RECORDS FOR PROCESSING
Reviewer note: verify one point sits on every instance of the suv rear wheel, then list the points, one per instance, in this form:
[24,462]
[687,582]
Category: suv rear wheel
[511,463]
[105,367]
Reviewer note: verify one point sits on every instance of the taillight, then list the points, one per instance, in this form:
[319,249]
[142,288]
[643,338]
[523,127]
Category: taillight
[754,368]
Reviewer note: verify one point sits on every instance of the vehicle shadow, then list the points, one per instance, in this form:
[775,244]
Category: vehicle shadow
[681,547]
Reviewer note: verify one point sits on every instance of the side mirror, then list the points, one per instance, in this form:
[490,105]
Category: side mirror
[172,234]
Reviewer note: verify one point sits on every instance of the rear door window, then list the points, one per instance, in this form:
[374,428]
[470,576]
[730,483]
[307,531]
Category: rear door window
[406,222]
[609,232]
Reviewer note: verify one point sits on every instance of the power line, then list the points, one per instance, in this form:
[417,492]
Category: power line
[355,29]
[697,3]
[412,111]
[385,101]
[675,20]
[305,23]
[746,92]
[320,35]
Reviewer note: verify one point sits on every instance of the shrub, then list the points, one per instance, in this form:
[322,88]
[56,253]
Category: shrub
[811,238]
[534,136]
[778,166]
* * *
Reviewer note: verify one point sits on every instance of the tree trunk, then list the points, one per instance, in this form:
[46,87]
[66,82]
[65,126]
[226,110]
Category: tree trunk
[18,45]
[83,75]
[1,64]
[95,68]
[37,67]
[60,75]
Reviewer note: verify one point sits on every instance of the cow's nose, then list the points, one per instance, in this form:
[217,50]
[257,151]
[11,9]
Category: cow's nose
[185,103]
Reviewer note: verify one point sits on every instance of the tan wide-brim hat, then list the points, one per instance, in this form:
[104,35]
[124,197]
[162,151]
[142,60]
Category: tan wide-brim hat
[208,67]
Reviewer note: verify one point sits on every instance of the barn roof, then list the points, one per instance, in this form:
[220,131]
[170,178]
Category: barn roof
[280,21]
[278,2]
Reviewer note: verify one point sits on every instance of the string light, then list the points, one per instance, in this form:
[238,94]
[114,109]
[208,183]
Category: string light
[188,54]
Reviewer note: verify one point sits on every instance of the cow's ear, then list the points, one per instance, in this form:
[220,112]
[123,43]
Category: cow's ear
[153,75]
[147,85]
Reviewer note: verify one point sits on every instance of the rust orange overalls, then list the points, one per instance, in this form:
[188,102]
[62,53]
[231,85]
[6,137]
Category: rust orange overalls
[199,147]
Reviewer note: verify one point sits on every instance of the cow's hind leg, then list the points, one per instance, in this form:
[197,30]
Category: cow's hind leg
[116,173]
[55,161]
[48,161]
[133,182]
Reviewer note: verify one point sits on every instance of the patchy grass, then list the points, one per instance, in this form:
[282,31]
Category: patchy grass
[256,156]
* * *
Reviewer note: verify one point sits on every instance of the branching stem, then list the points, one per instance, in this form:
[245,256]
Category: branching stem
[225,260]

PROBLEM REQUIREMENTS
Report each line of the records above that contains the string "rust".

ANSWER FOR THE TASK
Reviewer note: verify one point sits on every instance of the rust orange overalls, then list the points, one per instance, in this form:
Category: rust orange overalls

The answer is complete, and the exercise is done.